**Reading text**
________________________________________

What you need to know:
- Eyelid swelling is the process of excess fluid building up in the tissues around your eyes.
- The eyelids are particularly susceptible to swelling because the skin is thin, and there are many blood vessels close to the surface.
- Exposure to allergens such as dust, pollen, or chemicals can cause your eyes to become red and swollen.
It can be alarming when you notice that one or both of your eyelids are swollen. The swelling could cause discomfort and interfere with vision. There are many possible causes for this condition such as allergies, eye strain, infections, and facial injuries or trauma. Eyelid swelling may also be associated with other medical conditions such as thyroid diseases.
What is eyelid swelling?
Eyelid swelling is the process of excess fluid building up in the tissues around your eyes. The eyelids are particularly susceptible to swelling because the skin is thin, and there are many blood vessels close to the surface. Swelling can affect either the upper or lower eyelids or both.
What causes eyelid swelling?
Allergies: Exposure to allergens such as dust, pollen, or chemicals can cause your eyes to become red and swollen.
Eye strain: If you spend too much time in front of the computer screen without taking regular breaks, it may lead to eye strain, resulting in eyelid swelling.
Infections: Such as conjunctivitis and styes can cause eyelids to become swollen and inflamed.
Facial injuries or trauma: Blunt force trauma to the face, such as a punch in the eye, can cause swelling and bruising of the eyelids.
Medical conditions: Certain medical conditions such as thyroid diseases, lupus, and rheumatoid arthritis can result in eyelid swelling.
Crying: Tears can cause eyelids to swell.
A surgery or procedure: Specific surgical procedures, such as a facelift, can cause temporary swelling of the eyelids.
What are the symptoms of eyelid swelling?
The most common symptoms of eyelid swelling include:
- Redness and inflammation of the skin around the eyes
- Discomfort or pain in the eyes
- A feeling of a foreign body in the eye
- Itchy eyes and eyelids
- Blurred vision due to excess fluid or swelling on the surface of your eye
- Increased tearing as a result of inflammation around your eyes.
Treating eyelid swelling
In most cases, mild forms of eyelid swelling can be treated at home. However, it is important to rule out severe cases and seek medical advice if you have persistent symptoms.
- If your eyelid swelling appears after a face injury or trauma, apply an ice pack wrapped in a cloth on the affected area for 15 minutes every hour until the swelling subsides.
- Apply a cold compress (such as an ice pack) or damp tea bag to the eyes to relieve swelling and inflammation.
- Use over-the-counter antihistamine medications in case of an allergen-related swelling.

________________________________________

[Stored records]

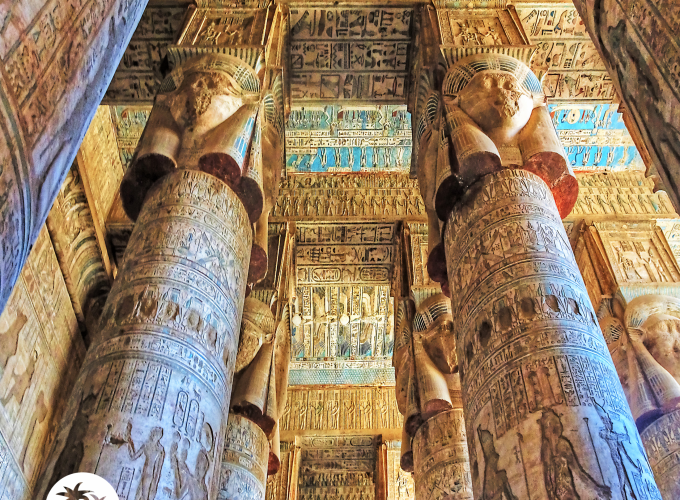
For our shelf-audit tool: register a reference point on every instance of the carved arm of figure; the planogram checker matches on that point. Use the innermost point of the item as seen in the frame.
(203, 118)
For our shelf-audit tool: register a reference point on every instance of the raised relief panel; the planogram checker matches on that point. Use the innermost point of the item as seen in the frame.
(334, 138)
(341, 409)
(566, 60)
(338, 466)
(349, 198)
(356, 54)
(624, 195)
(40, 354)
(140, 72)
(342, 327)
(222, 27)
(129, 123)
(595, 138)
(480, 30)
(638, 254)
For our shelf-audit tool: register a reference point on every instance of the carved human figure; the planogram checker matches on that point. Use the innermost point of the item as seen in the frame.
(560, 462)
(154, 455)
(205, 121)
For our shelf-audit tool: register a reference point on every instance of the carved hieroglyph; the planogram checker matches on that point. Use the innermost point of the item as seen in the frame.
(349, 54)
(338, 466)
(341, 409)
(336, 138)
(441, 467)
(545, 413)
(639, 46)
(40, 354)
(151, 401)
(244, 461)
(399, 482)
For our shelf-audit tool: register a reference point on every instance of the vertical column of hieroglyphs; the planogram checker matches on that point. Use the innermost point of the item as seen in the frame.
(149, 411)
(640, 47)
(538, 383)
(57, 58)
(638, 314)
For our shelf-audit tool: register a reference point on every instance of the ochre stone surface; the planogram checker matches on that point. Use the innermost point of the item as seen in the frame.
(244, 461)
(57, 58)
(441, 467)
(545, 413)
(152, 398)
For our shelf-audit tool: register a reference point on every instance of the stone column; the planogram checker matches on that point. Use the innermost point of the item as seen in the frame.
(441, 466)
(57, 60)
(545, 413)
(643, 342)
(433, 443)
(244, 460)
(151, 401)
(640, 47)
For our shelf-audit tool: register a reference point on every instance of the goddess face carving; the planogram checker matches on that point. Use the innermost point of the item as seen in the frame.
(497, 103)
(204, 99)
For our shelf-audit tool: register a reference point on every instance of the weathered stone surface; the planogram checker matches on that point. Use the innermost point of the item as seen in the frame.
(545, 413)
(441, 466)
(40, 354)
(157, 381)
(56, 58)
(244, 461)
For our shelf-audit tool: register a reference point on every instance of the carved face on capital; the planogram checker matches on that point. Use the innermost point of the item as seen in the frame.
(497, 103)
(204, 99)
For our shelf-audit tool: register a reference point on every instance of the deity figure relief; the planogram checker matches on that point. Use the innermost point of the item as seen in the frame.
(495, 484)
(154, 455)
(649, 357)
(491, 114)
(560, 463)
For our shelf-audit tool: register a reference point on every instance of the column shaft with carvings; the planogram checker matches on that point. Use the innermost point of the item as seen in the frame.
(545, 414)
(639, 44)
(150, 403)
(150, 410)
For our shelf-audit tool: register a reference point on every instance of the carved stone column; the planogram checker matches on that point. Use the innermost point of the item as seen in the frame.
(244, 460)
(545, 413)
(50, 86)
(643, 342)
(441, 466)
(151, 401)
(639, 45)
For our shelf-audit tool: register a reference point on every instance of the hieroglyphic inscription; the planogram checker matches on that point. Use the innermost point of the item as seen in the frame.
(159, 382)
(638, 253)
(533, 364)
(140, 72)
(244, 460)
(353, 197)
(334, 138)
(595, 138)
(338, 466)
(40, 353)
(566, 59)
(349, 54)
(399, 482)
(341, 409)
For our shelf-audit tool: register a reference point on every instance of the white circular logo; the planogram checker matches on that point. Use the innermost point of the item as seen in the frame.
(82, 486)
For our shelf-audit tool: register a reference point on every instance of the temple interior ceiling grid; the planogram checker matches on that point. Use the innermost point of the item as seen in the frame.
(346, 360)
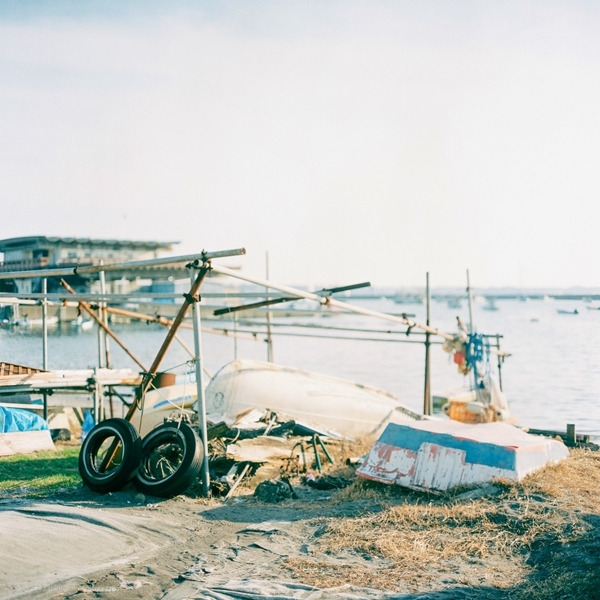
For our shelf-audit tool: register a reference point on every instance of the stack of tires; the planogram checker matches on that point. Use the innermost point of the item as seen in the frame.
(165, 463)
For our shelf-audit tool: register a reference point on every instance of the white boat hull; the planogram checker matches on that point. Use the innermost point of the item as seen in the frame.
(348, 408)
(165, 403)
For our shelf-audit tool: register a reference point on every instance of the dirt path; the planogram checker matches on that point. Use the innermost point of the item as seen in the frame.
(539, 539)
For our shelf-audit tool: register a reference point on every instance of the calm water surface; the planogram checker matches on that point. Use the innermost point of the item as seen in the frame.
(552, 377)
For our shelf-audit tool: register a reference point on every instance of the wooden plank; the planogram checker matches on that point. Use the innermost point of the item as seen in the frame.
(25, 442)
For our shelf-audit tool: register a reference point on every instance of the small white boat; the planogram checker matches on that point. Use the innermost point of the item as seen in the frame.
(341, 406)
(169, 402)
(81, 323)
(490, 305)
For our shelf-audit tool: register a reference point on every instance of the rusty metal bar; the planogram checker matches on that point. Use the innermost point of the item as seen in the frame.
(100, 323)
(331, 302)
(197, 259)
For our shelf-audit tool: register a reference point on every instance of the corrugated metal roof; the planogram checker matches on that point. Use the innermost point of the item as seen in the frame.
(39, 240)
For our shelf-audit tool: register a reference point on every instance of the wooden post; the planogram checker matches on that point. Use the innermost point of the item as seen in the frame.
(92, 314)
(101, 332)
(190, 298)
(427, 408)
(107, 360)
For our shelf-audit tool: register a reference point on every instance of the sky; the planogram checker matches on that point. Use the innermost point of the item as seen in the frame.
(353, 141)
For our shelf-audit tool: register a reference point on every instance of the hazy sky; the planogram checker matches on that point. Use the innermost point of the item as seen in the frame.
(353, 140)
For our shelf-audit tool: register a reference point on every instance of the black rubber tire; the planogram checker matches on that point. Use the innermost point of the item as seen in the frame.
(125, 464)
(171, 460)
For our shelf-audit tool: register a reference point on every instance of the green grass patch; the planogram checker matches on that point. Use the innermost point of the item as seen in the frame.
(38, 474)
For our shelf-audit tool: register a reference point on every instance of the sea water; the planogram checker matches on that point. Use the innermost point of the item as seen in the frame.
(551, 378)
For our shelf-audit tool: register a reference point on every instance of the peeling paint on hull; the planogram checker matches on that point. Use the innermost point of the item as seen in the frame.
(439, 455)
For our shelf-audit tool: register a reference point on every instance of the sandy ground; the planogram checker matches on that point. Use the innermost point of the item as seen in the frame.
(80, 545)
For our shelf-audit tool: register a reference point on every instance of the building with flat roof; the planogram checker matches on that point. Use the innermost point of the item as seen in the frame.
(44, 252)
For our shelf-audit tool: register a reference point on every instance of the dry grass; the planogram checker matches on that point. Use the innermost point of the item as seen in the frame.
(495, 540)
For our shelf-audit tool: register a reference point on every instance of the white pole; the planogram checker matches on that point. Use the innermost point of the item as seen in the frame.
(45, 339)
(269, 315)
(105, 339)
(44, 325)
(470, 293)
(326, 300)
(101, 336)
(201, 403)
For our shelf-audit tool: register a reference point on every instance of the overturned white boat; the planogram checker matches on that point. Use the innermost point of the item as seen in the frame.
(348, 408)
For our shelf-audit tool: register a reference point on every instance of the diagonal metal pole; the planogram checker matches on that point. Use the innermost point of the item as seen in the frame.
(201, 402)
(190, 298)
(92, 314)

________________________________________

**Set of tasks**
• A. Copy out the eyelid swelling text starting with "Crying: Tears can" and going on through "swelling of the eyelids.", swapping "facelift" for "brow lift".
• B. Answer these questions from the eyelid swelling text:
(i) Why are the eyelids especially likely to swell?
(ii) Which two infections are named as causes of swollen eyelids?
(iii) After a face injury, how long and how often should a cloth-wrapped ice pack be applied?

**Task results**
• A.
Crying: Tears can cause eyelids to swell.
A surgery or procedure: Specific surgical procedures, such as a brow lift, can cause temporary swelling of the eyelids.

• B.
(i) The skin there is thin, and many blood vessels are close to the surface.
(ii) Conjunctivitis and styes.
(iii) For 15 minutes every hour, until the swelling goes down.